Start of GIVEN PASSAGE

When he came to Galway in 1972 to commence an orthodontist practice at the Crescent, not only did he have to apologise for his quiet, lilting Donegal accent, but also for his medical qualification.

There were no other orthodontists between Donegal and Kerry at the time. An orthodontist is a dental speciality, dealing mainly with teeth alignment; but he was constantly being confused with an ornithologist, an expert on birds.

Some squinted at him, when he told them his profession, and asked ‘You mean archaeology?’His wife Mary, from Ahascragh, equally enjoyed the fun; and Des settled down to a successful career here.

A new Galway

Almost 50 years later, their son Conal has taken over the practice. Now retired, Des can be seen on his regular walks, and through the gift of poetry, shows us a new Galway many of us have lost sight of.

On the Western Distributor Road, even the name is mundane, Des reminds us that ‘Before the builders came/ farmers toiled and walked this land/ gorse grew where families settle now.’ That house on Bishop O’Donnell Road, we all know it with its iron railings and Victorian style, now invaded by its hedge and untamed trees. But we didn’t know that was where once ‘a doctor practiced/ raised a family here./ Patients came to talk. He listened./ Felt pulses.Tapped backs./ Placed a stethoscope on beating hearts.’Looking up he sees ‘the Shannon to New York/ Aer Lingus jet rise/ over the haze on the Clare Hills…like a wild kite/ in the summer sky,/ its wake /a disintegrating feather.’ Even in this digital age the poet notices the ‘egg-timer on the kitchen wall…Unnoticed until turned upside down/ the two glass lobes come to life./A little rush of streaming sand/ let time fall.’Des grew up ‘along the Swilly shore/ past rocky downslopes/ and strands that reflect/ the coast of Inishowen’.

Des Kavanagh has always had a strong interest and involvement in the arts. He was co-founder and chairperson of The McGlinchey Summer School in his home place for many years.

Through his association with The Clifden Arts Festival he presents each year with his friend Pete Mullineaux an evening entitled “Reading and Singing in The Bookies’ at Paddy Powers bookies shop - with poems, songs and stories about horses, ponies and greyhounds.

Des is a familiar presence at arts events and poetry readings. As poet Louis de Paor states ‘Sometimes, when I try to imagine an ideal reader, the right combination of rigour and insight, discernment and tact, I look up and see Des Kavanagh, half frowning, half smiling, as he weighs each poem against the music of itself and all he knows of the music of what happens.’

Des now invites readers to give their attention to his poetry, beautifully presented in hardback and entitled Binnion Road. His poems are evocative of place be that his native Donegal or adopted home of Galway.

End of GIVEN PASSAGE
Start of DATA LISTING

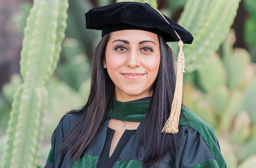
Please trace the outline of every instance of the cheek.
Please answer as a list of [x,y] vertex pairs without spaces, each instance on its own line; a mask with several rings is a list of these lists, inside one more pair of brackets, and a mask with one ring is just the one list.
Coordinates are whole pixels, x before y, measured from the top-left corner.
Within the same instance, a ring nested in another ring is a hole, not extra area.
[[157,74],[160,66],[160,53],[156,54],[155,57],[148,59],[147,61],[145,64],[145,66],[146,66],[147,69],[150,71],[151,73]]

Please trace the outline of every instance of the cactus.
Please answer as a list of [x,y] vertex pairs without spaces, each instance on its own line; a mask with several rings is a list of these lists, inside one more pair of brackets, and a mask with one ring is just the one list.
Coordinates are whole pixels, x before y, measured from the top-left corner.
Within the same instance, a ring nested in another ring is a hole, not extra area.
[[66,27],[67,0],[35,0],[21,52],[23,83],[14,96],[3,168],[35,167],[48,93],[45,85],[59,59]]
[[[198,80],[186,78],[190,82],[197,82],[194,85],[197,88],[186,81],[184,103],[213,126],[221,137],[222,152],[227,165],[246,167],[246,163],[253,163],[255,159],[244,160],[255,154],[256,150],[256,69],[245,50],[233,48],[235,41],[234,32],[231,31],[219,52],[220,56],[212,55],[194,73]],[[187,75],[189,75],[195,76]],[[213,121],[206,117],[212,118],[214,115],[209,115],[212,110],[215,115]]]
[[[192,45],[184,46],[186,70],[200,68],[224,40],[236,14],[240,0],[189,1],[178,23],[195,37]],[[170,44],[177,53],[177,44]]]

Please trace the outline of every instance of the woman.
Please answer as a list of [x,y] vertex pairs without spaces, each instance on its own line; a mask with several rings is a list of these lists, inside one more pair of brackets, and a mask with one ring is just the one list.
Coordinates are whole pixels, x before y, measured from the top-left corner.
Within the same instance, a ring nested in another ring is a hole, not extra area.
[[86,17],[102,36],[90,95],[61,119],[45,167],[225,167],[212,127],[184,106],[178,132],[162,132],[177,87],[166,42],[191,43],[190,33],[146,4],[98,7]]

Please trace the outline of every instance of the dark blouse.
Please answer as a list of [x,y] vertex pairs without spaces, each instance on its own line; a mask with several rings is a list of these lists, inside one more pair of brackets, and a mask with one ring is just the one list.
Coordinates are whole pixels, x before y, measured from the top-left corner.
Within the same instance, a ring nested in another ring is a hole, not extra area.
[[108,127],[107,138],[101,157],[98,160],[98,168],[112,168],[117,160],[123,148],[130,139],[136,130],[125,130],[122,135],[114,152],[109,158],[109,151],[111,142],[115,131]]

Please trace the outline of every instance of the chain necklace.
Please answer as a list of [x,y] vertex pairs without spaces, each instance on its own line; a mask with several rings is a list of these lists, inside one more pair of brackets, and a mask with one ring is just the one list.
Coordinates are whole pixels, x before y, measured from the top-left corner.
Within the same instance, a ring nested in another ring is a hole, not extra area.
[[123,123],[124,123],[124,126],[123,126],[123,129],[125,129],[125,126],[126,126],[126,125],[127,125],[127,124],[128,124],[130,123],[131,123],[131,122],[129,122],[128,123],[127,123],[127,124],[125,124],[124,122],[123,121],[123,121]]

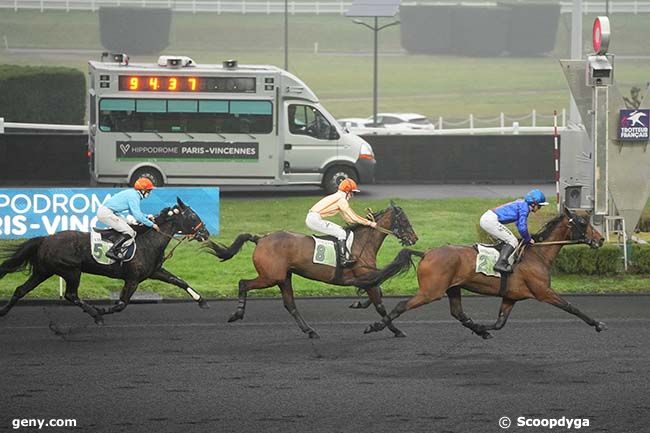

End of DATA LISTING

**EXERCISE REQUIREMENTS:** Reproduce the portion of the Des Kavanagh article between "Des Kavanagh has" and "for many years.", inclusive. Rely only on the article about Des Kavanagh, not on the items.

**ANSWER TO THE EXERCISE:**
Des Kavanagh has always had a strong interest and involvement in the arts. He was co-founder and chairperson of The McGlinchey Summer School in his home place for many years.